WORK TASK: Find where "Can you see the golden" appears in the records below, then return that line and every later line exactly, stopping only at the last line.

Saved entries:
----------------------------------------

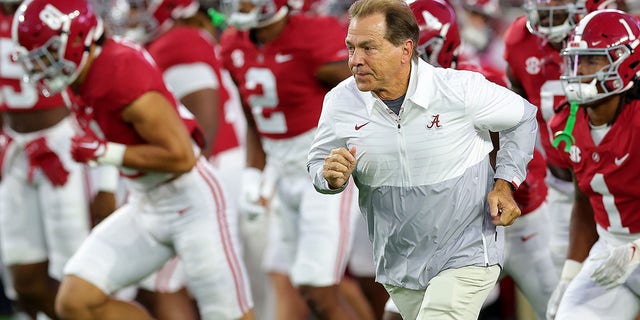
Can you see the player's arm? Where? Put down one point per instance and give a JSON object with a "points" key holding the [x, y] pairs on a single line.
{"points": [[169, 147], [203, 104], [333, 73], [516, 85], [582, 226]]}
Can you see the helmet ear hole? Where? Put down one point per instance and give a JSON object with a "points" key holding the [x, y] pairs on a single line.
{"points": [[609, 34], [552, 22], [142, 20], [53, 49], [439, 32]]}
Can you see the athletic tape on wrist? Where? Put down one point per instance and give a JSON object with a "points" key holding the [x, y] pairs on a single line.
{"points": [[113, 155]]}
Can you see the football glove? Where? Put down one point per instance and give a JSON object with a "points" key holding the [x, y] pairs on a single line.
{"points": [[40, 156], [87, 147], [617, 265]]}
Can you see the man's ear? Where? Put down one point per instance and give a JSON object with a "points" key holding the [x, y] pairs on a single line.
{"points": [[407, 51]]}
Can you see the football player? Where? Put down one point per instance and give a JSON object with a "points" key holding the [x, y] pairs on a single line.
{"points": [[283, 65], [176, 205], [602, 64]]}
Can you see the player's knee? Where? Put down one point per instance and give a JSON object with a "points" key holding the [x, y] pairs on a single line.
{"points": [[68, 306], [320, 299], [31, 282], [78, 299]]}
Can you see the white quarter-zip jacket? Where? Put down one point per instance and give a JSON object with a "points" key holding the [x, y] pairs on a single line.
{"points": [[424, 174]]}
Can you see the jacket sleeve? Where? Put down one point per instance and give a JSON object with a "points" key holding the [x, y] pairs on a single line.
{"points": [[324, 141], [516, 147], [498, 109]]}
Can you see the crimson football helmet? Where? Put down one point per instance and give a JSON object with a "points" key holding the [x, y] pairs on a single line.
{"points": [[53, 40], [593, 5], [439, 34], [553, 20], [262, 13], [607, 33], [143, 20]]}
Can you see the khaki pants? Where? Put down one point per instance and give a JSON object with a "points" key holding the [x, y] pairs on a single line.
{"points": [[452, 294]]}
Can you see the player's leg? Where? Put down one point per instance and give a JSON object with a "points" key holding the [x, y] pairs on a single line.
{"points": [[391, 312], [528, 259], [362, 268], [458, 293], [254, 231], [205, 236], [24, 240], [119, 252], [584, 299], [279, 256], [165, 293], [560, 202], [324, 240]]}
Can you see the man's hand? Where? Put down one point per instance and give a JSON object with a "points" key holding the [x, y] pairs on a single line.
{"points": [[338, 166], [87, 147], [569, 271], [503, 208], [40, 156], [617, 265]]}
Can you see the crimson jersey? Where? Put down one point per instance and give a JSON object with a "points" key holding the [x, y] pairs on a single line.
{"points": [[537, 66], [533, 190], [16, 95], [607, 173], [187, 45], [120, 74], [277, 80]]}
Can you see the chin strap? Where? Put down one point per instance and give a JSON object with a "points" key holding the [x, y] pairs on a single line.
{"points": [[566, 135]]}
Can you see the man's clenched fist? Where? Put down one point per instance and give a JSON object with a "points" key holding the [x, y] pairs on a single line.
{"points": [[338, 166]]}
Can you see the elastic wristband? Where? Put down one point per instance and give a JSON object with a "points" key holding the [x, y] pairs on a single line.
{"points": [[107, 177], [113, 155], [570, 269]]}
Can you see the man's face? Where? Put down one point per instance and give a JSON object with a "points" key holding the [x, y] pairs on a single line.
{"points": [[373, 60]]}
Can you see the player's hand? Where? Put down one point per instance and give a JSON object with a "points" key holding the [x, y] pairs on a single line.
{"points": [[40, 156], [87, 147], [503, 208], [338, 166], [569, 271], [616, 265], [257, 189]]}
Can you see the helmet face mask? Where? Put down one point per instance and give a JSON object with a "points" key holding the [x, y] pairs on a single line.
{"points": [[250, 14], [552, 22], [601, 58], [54, 41], [598, 84], [143, 20], [45, 69], [439, 39]]}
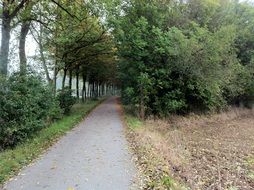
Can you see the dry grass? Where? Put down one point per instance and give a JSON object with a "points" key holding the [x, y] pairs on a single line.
{"points": [[205, 152]]}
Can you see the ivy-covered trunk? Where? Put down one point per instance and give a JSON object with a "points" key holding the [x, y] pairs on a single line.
{"points": [[5, 43], [77, 82]]}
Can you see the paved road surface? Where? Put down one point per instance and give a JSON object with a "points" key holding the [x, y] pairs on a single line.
{"points": [[93, 156]]}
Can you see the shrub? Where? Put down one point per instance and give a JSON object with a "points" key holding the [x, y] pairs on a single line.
{"points": [[26, 106], [66, 99]]}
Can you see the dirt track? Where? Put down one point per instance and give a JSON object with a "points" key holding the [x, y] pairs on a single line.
{"points": [[93, 156]]}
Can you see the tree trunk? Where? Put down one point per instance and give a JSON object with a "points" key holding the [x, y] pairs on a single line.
{"points": [[54, 79], [142, 104], [70, 79], [64, 78], [44, 63], [22, 44], [84, 88], [5, 44]]}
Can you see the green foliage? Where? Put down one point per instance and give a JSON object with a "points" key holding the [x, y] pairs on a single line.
{"points": [[66, 99], [183, 64], [12, 160], [26, 106]]}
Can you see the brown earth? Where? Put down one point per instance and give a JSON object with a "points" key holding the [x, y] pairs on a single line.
{"points": [[205, 152]]}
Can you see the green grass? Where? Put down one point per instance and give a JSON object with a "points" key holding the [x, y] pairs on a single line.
{"points": [[133, 122], [148, 159], [12, 160]]}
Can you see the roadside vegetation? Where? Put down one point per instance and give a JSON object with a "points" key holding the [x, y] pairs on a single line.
{"points": [[195, 151], [14, 159]]}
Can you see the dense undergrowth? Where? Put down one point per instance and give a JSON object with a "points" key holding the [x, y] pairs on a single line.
{"points": [[13, 159], [200, 151]]}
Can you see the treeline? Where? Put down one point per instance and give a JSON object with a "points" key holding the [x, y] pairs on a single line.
{"points": [[72, 41], [181, 56]]}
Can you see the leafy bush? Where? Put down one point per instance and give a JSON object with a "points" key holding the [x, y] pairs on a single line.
{"points": [[66, 99], [26, 106]]}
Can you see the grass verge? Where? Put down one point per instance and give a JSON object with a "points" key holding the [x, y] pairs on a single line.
{"points": [[153, 167], [12, 160], [200, 151]]}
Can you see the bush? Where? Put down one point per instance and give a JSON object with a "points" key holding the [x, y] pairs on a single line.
{"points": [[66, 99], [26, 106]]}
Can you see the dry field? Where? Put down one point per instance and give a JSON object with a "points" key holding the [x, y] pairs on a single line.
{"points": [[203, 152]]}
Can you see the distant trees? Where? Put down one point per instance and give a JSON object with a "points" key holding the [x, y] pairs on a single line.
{"points": [[178, 57], [72, 40]]}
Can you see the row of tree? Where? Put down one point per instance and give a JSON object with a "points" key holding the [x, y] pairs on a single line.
{"points": [[70, 36], [180, 56]]}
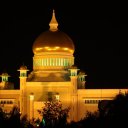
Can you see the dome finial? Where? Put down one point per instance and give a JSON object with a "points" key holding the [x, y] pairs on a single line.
{"points": [[53, 23]]}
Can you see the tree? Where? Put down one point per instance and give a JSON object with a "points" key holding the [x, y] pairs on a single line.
{"points": [[54, 115]]}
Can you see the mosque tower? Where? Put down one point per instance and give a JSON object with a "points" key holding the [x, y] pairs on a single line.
{"points": [[53, 55]]}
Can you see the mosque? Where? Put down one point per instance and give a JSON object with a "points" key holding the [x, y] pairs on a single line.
{"points": [[54, 77]]}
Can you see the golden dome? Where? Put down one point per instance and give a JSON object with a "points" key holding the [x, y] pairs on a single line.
{"points": [[50, 41], [53, 40], [23, 67]]}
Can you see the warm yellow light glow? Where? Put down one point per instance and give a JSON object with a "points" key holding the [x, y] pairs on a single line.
{"points": [[31, 97], [49, 49], [65, 48], [46, 47], [57, 47], [38, 49]]}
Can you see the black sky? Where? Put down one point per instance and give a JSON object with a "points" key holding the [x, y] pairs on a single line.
{"points": [[99, 31]]}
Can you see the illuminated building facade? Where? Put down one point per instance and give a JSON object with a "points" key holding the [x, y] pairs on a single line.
{"points": [[54, 77]]}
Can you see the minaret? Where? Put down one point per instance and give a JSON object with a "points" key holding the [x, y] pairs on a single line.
{"points": [[53, 23], [4, 77], [73, 76], [81, 80], [23, 76]]}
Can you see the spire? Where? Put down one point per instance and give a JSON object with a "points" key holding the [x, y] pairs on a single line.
{"points": [[53, 23]]}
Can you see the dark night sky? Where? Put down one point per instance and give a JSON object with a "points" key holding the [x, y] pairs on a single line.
{"points": [[99, 31]]}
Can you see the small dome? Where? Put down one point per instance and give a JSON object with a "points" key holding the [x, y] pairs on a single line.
{"points": [[50, 41]]}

----------------------------------------

EXERCISE RESPONSE:
Can you see the golden dome? Where? Put down one point per instance and give a JSON object with a "points" key holding the [x, y] pairs on a single line.
{"points": [[50, 41], [53, 40], [23, 67]]}
Can you see the warm yellow light glow? Where? Put down one point per instance and give a JSON object with a "points" key holding the [x, y] pairs on a single line.
{"points": [[31, 97], [49, 49], [65, 48], [46, 47], [57, 47], [38, 49]]}
Can you see the black sky? Where? Put down one point per instance and give a JSON object with a "points" key holding the [x, y] pairs on a single line.
{"points": [[99, 31]]}
Can you see the illuminated building facade? Where? Put down one point per instance and give a JSON object with a "points" key holding the [x, y] pairs on a single line.
{"points": [[54, 77]]}
Can you see the minaret? Where? Put down one point per instance and give a JSON object with a "points" key holding the [x, y] pairs on a single line.
{"points": [[53, 23], [4, 77], [73, 76], [81, 80], [23, 76]]}
Can you see the spire? Where? Put down one point per instance and give a JSON object with a "points" key holding the [x, y] pairs on a single line.
{"points": [[53, 23]]}
Can you see the dark night sky? Where? Put down one point per instance and give a JSON object with a "points" key holding the [x, y] pairs on a single line.
{"points": [[99, 31]]}
Can you see the small dome? Where? Put down one point per instance and give a JSON object with a "points" key holding the [x, y] pairs on a single line.
{"points": [[50, 41]]}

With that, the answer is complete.